**Data records**
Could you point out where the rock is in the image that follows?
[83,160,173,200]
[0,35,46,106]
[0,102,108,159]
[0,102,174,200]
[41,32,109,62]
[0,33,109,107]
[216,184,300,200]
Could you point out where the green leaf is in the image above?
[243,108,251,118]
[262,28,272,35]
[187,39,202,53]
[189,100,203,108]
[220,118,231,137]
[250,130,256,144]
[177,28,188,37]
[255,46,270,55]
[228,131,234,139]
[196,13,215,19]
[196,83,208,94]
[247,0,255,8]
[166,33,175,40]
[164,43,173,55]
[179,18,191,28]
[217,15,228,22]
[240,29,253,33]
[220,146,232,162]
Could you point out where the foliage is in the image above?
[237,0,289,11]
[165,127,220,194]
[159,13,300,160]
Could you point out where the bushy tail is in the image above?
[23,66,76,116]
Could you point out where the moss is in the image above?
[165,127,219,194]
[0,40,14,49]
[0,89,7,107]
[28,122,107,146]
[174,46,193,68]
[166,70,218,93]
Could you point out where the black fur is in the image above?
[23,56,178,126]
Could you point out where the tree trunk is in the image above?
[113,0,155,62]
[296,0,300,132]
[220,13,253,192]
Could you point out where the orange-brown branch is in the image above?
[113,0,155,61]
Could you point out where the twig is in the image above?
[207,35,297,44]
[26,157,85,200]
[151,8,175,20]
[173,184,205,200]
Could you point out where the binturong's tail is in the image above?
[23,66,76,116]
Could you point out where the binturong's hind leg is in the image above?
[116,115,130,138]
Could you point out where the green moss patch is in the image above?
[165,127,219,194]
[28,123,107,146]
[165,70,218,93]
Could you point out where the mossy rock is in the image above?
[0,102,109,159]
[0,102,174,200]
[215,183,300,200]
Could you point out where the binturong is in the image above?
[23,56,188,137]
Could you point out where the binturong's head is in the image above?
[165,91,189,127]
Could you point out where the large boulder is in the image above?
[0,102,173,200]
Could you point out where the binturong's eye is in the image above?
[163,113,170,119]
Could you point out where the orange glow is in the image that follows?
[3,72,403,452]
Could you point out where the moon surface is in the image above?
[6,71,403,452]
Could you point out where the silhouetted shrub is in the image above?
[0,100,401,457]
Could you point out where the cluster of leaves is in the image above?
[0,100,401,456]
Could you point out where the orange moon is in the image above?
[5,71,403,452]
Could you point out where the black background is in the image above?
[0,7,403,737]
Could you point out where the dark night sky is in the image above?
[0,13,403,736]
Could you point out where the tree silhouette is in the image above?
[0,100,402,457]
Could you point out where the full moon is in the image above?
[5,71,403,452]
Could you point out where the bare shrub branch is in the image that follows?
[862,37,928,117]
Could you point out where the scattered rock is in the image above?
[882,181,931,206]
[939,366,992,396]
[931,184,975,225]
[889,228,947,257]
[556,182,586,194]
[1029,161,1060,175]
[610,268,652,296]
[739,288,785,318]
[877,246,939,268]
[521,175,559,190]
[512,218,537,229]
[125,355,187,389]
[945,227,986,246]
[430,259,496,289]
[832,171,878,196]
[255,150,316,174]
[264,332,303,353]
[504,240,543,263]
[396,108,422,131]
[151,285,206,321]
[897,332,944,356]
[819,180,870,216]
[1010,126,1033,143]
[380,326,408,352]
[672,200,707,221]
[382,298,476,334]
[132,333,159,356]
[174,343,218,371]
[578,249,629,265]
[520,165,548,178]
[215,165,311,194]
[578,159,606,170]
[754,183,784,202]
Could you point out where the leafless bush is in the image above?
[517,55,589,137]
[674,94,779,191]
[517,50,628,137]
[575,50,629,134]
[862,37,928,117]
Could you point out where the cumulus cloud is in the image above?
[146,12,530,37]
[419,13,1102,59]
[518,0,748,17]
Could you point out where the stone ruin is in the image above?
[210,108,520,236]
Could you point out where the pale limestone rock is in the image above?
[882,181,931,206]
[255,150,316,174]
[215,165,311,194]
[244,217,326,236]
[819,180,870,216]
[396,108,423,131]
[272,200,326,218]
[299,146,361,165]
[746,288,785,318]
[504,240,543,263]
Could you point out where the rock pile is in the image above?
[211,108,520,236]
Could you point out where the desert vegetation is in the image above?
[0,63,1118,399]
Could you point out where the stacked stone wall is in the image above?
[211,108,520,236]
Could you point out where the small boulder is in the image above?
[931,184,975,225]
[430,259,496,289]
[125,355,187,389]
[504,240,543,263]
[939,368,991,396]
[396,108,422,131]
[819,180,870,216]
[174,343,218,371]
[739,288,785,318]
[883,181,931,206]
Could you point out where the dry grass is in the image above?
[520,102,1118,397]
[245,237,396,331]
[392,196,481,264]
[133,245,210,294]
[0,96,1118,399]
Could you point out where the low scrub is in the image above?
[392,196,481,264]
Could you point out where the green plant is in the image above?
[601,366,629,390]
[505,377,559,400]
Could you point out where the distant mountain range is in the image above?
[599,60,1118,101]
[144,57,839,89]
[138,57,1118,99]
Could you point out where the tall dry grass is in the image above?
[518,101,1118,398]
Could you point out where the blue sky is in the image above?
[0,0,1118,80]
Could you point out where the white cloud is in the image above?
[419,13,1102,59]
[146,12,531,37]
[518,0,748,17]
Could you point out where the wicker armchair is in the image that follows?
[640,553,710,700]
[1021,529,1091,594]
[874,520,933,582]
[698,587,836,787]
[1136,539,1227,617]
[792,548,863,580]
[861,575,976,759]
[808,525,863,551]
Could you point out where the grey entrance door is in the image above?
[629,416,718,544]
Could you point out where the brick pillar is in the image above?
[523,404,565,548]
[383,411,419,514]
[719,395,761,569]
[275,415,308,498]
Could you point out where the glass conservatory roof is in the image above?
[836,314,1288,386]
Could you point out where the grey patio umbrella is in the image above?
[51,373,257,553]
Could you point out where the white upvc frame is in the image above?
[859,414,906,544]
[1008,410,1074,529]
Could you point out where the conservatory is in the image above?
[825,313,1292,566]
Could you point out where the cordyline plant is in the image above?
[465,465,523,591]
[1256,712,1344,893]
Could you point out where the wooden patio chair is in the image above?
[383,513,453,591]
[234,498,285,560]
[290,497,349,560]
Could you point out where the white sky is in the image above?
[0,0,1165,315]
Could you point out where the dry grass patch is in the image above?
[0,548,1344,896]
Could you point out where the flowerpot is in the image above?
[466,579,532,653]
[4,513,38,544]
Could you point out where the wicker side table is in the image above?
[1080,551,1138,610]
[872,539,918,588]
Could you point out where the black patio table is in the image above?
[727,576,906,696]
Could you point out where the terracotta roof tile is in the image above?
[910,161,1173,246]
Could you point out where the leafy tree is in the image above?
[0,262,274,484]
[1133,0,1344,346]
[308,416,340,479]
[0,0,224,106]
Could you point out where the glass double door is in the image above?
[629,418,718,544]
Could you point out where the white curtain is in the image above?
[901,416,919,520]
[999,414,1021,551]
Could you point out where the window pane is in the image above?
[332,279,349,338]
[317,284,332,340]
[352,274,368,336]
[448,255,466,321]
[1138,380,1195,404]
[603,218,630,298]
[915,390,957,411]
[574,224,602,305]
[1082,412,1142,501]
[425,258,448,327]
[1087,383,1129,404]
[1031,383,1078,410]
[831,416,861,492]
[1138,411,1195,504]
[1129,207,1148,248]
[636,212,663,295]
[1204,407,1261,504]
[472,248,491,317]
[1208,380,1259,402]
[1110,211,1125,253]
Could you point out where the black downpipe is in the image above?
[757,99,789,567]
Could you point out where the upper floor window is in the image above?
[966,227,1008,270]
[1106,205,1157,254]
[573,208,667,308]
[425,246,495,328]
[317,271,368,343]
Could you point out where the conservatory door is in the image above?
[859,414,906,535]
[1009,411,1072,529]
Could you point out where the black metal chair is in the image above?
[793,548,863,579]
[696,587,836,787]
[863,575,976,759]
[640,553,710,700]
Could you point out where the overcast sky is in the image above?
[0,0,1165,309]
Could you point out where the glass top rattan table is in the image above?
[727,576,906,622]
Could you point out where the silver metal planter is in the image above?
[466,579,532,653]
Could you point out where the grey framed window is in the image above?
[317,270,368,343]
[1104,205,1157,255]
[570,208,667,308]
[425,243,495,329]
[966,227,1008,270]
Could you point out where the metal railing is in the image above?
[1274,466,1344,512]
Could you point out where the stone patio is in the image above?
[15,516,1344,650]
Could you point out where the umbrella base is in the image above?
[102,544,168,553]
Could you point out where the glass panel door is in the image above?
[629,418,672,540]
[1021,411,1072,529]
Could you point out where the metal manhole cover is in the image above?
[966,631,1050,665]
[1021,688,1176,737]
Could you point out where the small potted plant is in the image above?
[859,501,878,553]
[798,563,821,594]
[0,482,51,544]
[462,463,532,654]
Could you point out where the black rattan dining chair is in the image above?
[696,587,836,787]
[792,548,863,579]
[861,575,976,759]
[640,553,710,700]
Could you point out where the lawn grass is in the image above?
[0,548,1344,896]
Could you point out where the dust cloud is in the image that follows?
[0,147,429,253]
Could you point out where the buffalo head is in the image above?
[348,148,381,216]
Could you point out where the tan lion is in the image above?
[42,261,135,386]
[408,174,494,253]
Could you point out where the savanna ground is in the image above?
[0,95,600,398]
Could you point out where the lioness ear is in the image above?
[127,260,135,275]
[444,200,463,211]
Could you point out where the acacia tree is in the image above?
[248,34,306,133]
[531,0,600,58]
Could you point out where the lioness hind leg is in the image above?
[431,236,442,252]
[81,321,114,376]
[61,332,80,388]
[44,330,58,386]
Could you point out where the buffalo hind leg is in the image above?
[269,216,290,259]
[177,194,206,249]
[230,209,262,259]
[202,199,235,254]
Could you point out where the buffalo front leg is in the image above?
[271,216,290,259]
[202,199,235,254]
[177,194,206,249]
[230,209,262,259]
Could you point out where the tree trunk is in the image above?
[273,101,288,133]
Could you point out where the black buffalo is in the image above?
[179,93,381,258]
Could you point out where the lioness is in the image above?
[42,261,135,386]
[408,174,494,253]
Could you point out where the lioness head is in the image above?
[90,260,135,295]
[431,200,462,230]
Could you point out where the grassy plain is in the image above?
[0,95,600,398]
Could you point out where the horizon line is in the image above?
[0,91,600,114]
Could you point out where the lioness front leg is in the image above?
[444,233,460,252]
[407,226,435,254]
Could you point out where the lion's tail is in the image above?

**What the task requires**
Render the items between the line holding "Could you point out where the twig" and the line holding "[116,115,130,138]", inclusive, as a Markdown table with the columns Row and Item, giving each line its row number and leaving out any blank lines.

**Expected answer**
| Row | Item |
|---|---|
| 1 | Could you point out where the twig is in the image above? |
| 2 | [207,35,297,44] |
| 3 | [26,157,85,200] |
| 4 | [151,8,175,20] |
| 5 | [173,184,205,200] |
| 6 | Could you point out where the binturong's tail is in the image above? |
| 7 | [23,66,76,116] |
| 8 | Could you point out where the binturong's hind leg is in the image above? |
| 9 | [116,115,130,138] |